#### EXERCISE REQUIREMENTS:
Write out the data below in full, please. Keep every character as given.

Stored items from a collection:
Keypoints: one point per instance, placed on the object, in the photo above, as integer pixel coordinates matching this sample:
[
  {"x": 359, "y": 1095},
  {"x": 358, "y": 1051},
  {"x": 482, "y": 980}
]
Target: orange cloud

#### YOUR SOLUTION:
Keypoints: one point per instance, placed on the object, in the photo above, as integer pixel coordinates matching this sample:
[
  {"x": 359, "y": 1095},
  {"x": 358, "y": 1051},
  {"x": 482, "y": 980}
]
Target: orange cloud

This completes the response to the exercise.